**Written task**
In the entries below, change every "Segment" to "Outline" and write the lines out again with nothing else altered.

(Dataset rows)
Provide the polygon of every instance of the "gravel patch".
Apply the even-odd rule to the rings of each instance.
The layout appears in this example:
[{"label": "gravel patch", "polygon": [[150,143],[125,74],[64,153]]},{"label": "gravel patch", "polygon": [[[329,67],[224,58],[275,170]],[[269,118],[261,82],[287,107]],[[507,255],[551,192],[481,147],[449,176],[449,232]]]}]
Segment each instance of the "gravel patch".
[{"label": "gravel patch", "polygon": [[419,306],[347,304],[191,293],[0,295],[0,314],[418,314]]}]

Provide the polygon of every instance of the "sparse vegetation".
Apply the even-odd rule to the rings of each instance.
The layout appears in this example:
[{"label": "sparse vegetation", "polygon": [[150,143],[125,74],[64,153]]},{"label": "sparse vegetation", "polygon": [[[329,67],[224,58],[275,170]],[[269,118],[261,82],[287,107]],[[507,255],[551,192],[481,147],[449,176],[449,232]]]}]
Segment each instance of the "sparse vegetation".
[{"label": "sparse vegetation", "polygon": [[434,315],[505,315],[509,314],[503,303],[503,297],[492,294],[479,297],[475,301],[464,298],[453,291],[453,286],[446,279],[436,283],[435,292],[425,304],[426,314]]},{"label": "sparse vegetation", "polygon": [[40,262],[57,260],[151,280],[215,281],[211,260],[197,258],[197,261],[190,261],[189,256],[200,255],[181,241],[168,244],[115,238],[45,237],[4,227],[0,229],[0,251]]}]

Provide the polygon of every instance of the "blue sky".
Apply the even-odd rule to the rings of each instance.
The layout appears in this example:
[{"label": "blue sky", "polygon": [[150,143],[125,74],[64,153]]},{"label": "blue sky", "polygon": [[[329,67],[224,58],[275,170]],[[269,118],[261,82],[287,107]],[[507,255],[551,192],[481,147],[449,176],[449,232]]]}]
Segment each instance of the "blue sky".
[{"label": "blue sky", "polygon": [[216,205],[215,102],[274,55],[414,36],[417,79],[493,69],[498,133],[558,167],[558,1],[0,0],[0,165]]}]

**Exercise result**
Provide the polygon of every instance of the "gravel patch".
Apply the even-odd rule to the rings of each instance.
The layout appears in this example:
[{"label": "gravel patch", "polygon": [[150,143],[125,74],[64,153]]},{"label": "gravel patch", "polygon": [[[329,67],[224,58],[275,170]],[[269,118],[261,82],[287,107]],[[507,255],[551,192],[481,147],[449,176],[449,232]]]}]
Outline each instance of the "gravel patch".
[{"label": "gravel patch", "polygon": [[419,306],[347,304],[191,293],[0,295],[0,314],[418,314]]}]

Provide the polygon of every instance of the "sparse vegetation".
Apply the even-odd rule to the rings of each instance.
The layout appears in this example:
[{"label": "sparse vegetation", "polygon": [[150,143],[125,74],[64,153]]},{"label": "sparse vegetation", "polygon": [[[329,67],[224,58],[275,170]],[[269,118],[261,82],[287,107]],[[507,255],[551,192],[481,147],[449,176],[449,232]]]}]
Outline each instance of the "sparse vegetation".
[{"label": "sparse vegetation", "polygon": [[434,315],[505,315],[509,314],[503,303],[503,297],[492,294],[479,297],[475,301],[464,298],[453,291],[453,286],[446,279],[436,283],[435,292],[425,304],[426,314]]},{"label": "sparse vegetation", "polygon": [[40,262],[57,260],[151,280],[215,281],[211,260],[197,258],[197,261],[190,261],[189,256],[200,255],[181,241],[168,244],[115,238],[45,237],[4,227],[0,229],[0,251]]}]

Provide the polygon of every instance of the "blue sky".
Apply the even-odd rule to the rings of each instance.
The layout appears in this example:
[{"label": "blue sky", "polygon": [[150,143],[125,74],[64,153]]},{"label": "blue sky", "polygon": [[[329,67],[224,58],[275,170]],[[269,118],[261,82],[287,107]],[[507,255],[551,192],[481,147],[449,176],[449,232]]]}]
Outline each instance of the "blue sky".
[{"label": "blue sky", "polygon": [[216,205],[215,102],[274,55],[414,36],[417,79],[493,69],[498,133],[558,167],[558,1],[0,0],[0,165]]}]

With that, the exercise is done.